Your goal
Rewrite every one of the rows below as a numbered list, leaving out any blank lines.

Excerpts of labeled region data

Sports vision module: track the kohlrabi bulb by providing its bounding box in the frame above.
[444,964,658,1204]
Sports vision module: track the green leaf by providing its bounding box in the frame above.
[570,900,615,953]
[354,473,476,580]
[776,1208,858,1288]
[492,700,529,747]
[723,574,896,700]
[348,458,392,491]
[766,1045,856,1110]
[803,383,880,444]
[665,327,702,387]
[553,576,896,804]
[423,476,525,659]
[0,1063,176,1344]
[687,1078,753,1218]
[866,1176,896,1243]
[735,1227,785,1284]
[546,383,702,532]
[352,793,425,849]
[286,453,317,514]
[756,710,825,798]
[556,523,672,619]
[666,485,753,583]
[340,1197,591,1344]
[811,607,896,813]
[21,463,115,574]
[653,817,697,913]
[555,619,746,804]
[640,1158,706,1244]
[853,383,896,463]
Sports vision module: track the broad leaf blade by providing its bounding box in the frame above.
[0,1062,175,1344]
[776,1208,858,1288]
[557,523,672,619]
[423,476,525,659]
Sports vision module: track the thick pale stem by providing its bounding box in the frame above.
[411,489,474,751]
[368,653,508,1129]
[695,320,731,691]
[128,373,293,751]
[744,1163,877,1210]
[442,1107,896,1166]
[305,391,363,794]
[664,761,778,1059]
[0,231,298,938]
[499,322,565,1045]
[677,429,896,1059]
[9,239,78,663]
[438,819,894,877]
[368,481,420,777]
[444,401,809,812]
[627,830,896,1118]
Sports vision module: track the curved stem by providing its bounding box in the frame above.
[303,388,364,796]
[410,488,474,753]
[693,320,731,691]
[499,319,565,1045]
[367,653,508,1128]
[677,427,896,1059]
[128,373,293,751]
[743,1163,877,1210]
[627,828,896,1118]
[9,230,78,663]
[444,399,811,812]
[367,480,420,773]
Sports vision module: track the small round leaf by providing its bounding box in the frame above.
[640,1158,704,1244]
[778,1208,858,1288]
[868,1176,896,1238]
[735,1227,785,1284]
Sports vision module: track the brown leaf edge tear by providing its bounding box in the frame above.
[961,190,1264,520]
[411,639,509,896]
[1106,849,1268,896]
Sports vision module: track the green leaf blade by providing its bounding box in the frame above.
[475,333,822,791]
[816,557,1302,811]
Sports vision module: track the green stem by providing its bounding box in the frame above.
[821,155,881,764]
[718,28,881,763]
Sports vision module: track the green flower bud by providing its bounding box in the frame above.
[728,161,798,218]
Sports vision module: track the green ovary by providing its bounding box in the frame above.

Completed task
1. Sports vision module: track the kohlrabi bulb by providing its bounding box in the frame above.
2. [444,964,658,1204]
3. Sports vision module: track the green leaf by providing its bounding box in the frame above.
4. [570,900,615,953]
5. [354,473,476,580]
6. [776,1208,858,1288]
7. [492,700,529,747]
8. [723,574,896,700]
9. [348,458,392,491]
10. [766,1045,856,1110]
11. [803,383,880,444]
12. [665,327,702,387]
13. [553,576,896,804]
14. [423,476,525,659]
15. [0,1063,176,1344]
16. [687,1078,753,1218]
17. [866,1176,896,1243]
18. [735,1227,785,1284]
19. [546,383,702,532]
20. [352,793,425,849]
21. [286,453,317,514]
22. [756,710,825,798]
23. [556,523,672,619]
24. [666,485,753,583]
25. [340,1197,591,1344]
26. [811,607,896,813]
27. [21,463,115,574]
28. [653,817,697,913]
29. [555,619,746,804]
30. [640,1158,706,1244]
31. [853,383,896,463]
32. Sports vision module: track the broad leaf blade by providing its bounding box in the frame above.
33. [0,1062,175,1344]
34. [776,1208,858,1288]
35. [557,523,672,619]
36. [423,476,525,659]
37. Sports vision module: track the thick pale stem by providing its bounding box in the frame above.
38. [411,489,474,751]
39. [368,653,508,1129]
40. [695,320,731,691]
41. [128,373,293,751]
42. [744,1163,877,1210]
43. [442,1107,896,1166]
44. [305,391,363,794]
45. [664,761,778,1059]
46. [0,231,298,938]
47. [499,322,565,1045]
48. [677,429,896,1059]
49. [9,239,78,663]
50. [438,819,894,877]
51. [368,481,420,777]
52. [444,401,809,812]
53. [627,830,896,1118]
54. Sports vision module: track the curved stem by providing its bounding box in the frame above.
55. [303,388,364,796]
56. [410,488,474,753]
57. [693,320,731,691]
58. [499,319,565,1045]
59. [367,653,508,1128]
60. [677,427,896,1059]
61. [128,373,293,751]
62. [743,1163,877,1210]
63. [627,828,896,1118]
64. [9,230,78,663]
65. [444,399,811,812]
66. [367,480,420,773]
67. Sports vision module: track the small round leaf by providing its bounding box in the frame above.
68. [640,1158,704,1244]
69. [778,1208,858,1288]
70. [868,1176,896,1238]
71. [735,1227,785,1284]
72. Sports vision module: track the brown leaf edge tear by providing its bounding box in the frame above.
73. [961,190,1264,520]
74. [411,639,509,896]
75. [1106,849,1268,896]
76. Sports vision module: track the green leaf blade by providing its bounding box in the frame above.
77. [475,333,822,791]
78. [816,557,1302,811]
79. Sports vision module: track the green stem by providing its bounding box in the frame above.
80. [821,155,881,764]
81. [718,28,881,763]
82. Sports vision module: track the green flower bud by providing its bounding box in the frame above.
83. [728,161,798,218]
84. Sports vision module: track the green ovary by providing its bounding box in the frame above.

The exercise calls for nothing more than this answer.